I'd prefer not to support zero-length ITER_BVEC and catching them
early, as the block layer can't deal with them either.  From a quick
look at iter_file_splice_write it should be pretty trivial to fix there,
although we'll need to audit other callers as well (even if I don't
expect them to submit this degenerate case).
Pavel Begunkov Dec. 23, 2020, 12:52 p.m. UTC | #6
On 22/12/2020 14:11, Christoph Hellwig wrote:
> On Tue, Dec 15, 2020 at 02:05:35PM +0000, Pavel Begunkov wrote:
>>> You may find clue from the following link:
>>>
>>> https://www.mail-archive.com/linux-kernel@vger.kernel.org/msg2262077.html
>>
>> Thanks for the link!
>>
>> Al, you mentioned "Zero-length segments are not disallowed", do you have
>> a strong opinion on that? Apart from already diverged behaviour from the
>> block layer and getting in the way of this series, without it we'd also be
>> able to remove some extra ifs, e.g. in iterate_bvec()
> 
> I'd prefer not to support zero-length ITER_BVEC and catching them
> early, as the block layer can't deal with them either.  From a quick
> look at iter_file_splice_write it should be pretty trivial to fix there,
> although we'll need to audit other callers as well (even if I don't
> expect them to submit this degenerate case).

Source records:
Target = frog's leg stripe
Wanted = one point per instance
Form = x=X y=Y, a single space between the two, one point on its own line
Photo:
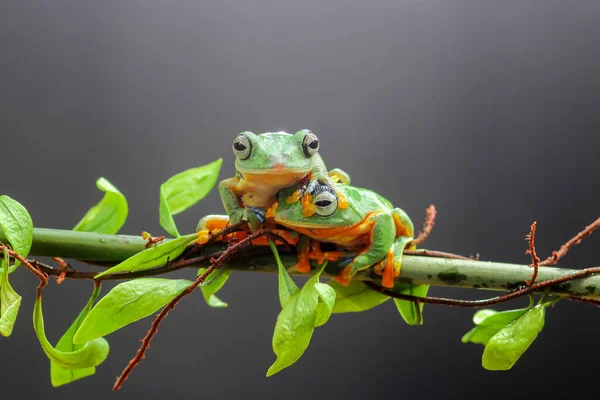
x=339 y=176
x=404 y=226
x=308 y=208
x=382 y=240
x=303 y=264
x=229 y=198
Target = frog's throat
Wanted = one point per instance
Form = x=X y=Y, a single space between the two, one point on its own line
x=274 y=177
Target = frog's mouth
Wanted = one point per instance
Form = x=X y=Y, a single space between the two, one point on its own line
x=274 y=176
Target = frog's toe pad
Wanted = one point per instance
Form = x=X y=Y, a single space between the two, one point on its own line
x=342 y=280
x=303 y=267
x=260 y=214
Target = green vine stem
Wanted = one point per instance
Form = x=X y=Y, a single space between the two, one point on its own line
x=420 y=269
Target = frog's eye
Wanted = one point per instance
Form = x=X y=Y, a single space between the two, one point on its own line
x=310 y=144
x=325 y=203
x=242 y=147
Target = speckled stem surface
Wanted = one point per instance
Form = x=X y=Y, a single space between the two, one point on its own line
x=417 y=269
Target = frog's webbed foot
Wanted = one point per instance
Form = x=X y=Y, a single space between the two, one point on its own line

▶ _What the exercise asks_
Pick up the mailing-list thread about zero-length ITER_BVEC segments right after its last quoted line and write the next part of the discussion.

▶ _Task answer_
Can scatterlist have 0-len entries? Those are directly translated into
bvecs, e.g. in nvme/target/io-cmd-file.c and target/target_core_file.c.
I've audited most of others by this moment, they're fine.

Thanks for other nits, they will go into next version.
Christoph Hellwig Dec. 23, 2020, 3:51 p.m. UTC | #7
On Wed, Dec 23, 2020 at 12:52:59PM +0000, Pavel Begunkov wrote:
> Can scatterlist have 0-len entries? Those are directly translated into
> bvecs, e.g. in nvme/target/io-cmd-file.c and target/target_core_file.c.
> I've audited most of others by this moment, they're fine.

For block layer SGLs we should never see them, and for nvme neither.
I think the same is true for the SCSI target code, but please double
check.
James Bottomley Dec. 23, 2020, 4:04 p.m. UTC | #8
On Wed, 2020-12-23 at 15:51 +0000, Christoph Hellwig wrote:
> On Wed, Dec 23, 2020 at 12:52:59PM +0000, Pavel Begunkov wrote:
> > Can scatterlist have 0-len entries? Those are directly translated
> > into bvecs, e.g. in nvme/target/io-cmd-file.c and
> > target/target_core_file.c. I've audited most of others by this
> > moment, they're fine.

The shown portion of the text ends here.